** start of EXTRACTED MATERIAL **
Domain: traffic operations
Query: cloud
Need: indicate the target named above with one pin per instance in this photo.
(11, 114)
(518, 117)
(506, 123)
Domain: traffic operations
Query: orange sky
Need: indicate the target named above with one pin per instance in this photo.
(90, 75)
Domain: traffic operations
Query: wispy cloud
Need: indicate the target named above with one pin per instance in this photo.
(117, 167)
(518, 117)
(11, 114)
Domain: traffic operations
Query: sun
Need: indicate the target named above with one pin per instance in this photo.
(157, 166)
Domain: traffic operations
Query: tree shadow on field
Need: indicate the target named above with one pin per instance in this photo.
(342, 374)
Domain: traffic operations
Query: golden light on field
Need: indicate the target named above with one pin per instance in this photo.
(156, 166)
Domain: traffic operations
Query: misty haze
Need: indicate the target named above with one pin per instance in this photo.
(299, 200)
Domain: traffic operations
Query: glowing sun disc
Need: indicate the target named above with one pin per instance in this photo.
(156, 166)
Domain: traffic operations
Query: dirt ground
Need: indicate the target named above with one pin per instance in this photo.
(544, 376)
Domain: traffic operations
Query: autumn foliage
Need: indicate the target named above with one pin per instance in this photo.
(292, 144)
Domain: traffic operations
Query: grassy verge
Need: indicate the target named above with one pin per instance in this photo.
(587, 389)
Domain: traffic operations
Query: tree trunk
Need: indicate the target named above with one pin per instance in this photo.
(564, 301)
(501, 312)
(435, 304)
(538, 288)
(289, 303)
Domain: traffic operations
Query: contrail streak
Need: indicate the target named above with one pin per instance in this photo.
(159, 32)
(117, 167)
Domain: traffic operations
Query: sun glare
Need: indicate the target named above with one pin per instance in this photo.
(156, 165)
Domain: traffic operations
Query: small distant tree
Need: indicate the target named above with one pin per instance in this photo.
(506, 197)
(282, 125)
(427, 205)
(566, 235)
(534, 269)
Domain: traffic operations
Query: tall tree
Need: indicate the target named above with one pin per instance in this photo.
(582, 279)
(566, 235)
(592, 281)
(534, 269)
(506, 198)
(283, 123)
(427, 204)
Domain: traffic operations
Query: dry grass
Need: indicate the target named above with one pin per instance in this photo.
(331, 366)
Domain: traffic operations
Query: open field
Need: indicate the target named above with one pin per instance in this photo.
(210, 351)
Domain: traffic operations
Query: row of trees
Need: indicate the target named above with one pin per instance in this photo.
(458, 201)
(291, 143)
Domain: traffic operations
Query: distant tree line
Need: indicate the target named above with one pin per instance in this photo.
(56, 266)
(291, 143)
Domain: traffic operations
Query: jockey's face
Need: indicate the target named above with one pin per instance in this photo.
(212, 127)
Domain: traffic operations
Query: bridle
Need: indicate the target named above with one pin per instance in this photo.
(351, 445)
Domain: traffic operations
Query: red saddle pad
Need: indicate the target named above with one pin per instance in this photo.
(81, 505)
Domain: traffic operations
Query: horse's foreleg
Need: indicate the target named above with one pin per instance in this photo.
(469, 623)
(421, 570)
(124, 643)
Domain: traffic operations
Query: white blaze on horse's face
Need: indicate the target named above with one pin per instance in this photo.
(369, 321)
** end of EXTRACTED MATERIAL **
**DESCRIPTION OF THE TASK:** Reproduce each entry from the records above, character for character.

**WRITTEN RESPONSE:**
Domain: traffic operations
Query: cloud
Need: indicate the target named above with one pin per instance in this photo.
(11, 114)
(518, 117)
(506, 123)
Domain: traffic operations
Query: orange sky
Need: indicate the target named above with one pin per instance in this photo.
(90, 75)
Domain: traffic operations
Query: wispy cloud
Need: indicate the target named above with one pin per instance in this photo.
(117, 167)
(518, 117)
(11, 114)
Domain: traffic operations
Query: sun
Need: indicate the target named above with one pin per instance in this photo.
(157, 166)
Domain: traffic operations
Query: tree shadow on field
Need: indicate the target named above with one pin per instance in this photo.
(342, 374)
Domain: traffic operations
Query: golden light on field
Need: indicate the target named above with one pin per instance in this photo.
(156, 166)
Domain: traffic operations
Query: misty haze
Need: indicate the target named above with one pin per instance in this photo.
(299, 200)
Domain: traffic operations
Query: glowing sun disc
Need: indicate the target named above with one pin per instance in this photo.
(156, 166)
Domain: traffic operations
Query: dirt ground
Need: indicate the target named above with one pin per instance in this photo.
(544, 376)
Domain: traffic operations
Query: autumn foliage
Need: indicate the target named above with one pin per instance in this photo.
(292, 144)
Domain: traffic operations
Query: grassy verge
Need: indicate the target named above with one pin per instance in this photo.
(587, 389)
Domain: traffic operations
Query: tree trunk
Need: indicate the target named above with one pin per instance in this photo.
(564, 301)
(501, 312)
(435, 304)
(538, 288)
(289, 303)
Domain: traffic operations
Query: contrail streak
Need: indicate the target named above with one pin per instance in this photo.
(159, 32)
(117, 167)
Domain: traffic operations
Query: sun glare
Need: indicate the target named above with one pin per instance in this photo.
(156, 165)
Domain: traffic operations
Query: small distant tree
Need: indicate the target named above with one pin per instance in this photo.
(506, 197)
(282, 125)
(427, 205)
(566, 235)
(534, 269)
Domain: traffic operations
Query: tall tree
Need: indicate the target named above with one pin per instance in this photo.
(582, 279)
(566, 235)
(592, 281)
(534, 269)
(506, 198)
(283, 123)
(427, 204)
Domain: traffic operations
Query: dry grass
Need: indicate the target named above with one pin per instance in this photo.
(331, 366)
Domain: traffic operations
Query: open field
Need: indicate the target named above with one pin per instance in this photo.
(210, 351)
Domain: traffic operations
Query: row of trees
Need: indicate the target named above with one pin per instance in this photo.
(458, 201)
(291, 143)
Domain: traffic operations
Query: distant tree line
Need: indicate the target named above with one pin per instance in this photo.
(56, 266)
(291, 143)
Domain: traffic operations
Query: jockey's face
Need: indicate the target named above with one pin per instance in this photo.
(212, 127)
Domain: traffic operations
Query: bridle
Need: indicate the target named above with one pin per instance in this photo.
(351, 445)
Domain: traffic operations
Query: red saddle pad
Need: indicate the target named above with one pin per instance in this photo.
(81, 505)
Domain: traffic operations
Query: horse's foreleg
Need: indicate the target named above with one pin per instance in this photo.
(469, 623)
(421, 570)
(124, 643)
Domain: traffic operations
Query: white blaze on horse's face
Need: indicate the target named above with one pin per instance in this photo.
(369, 321)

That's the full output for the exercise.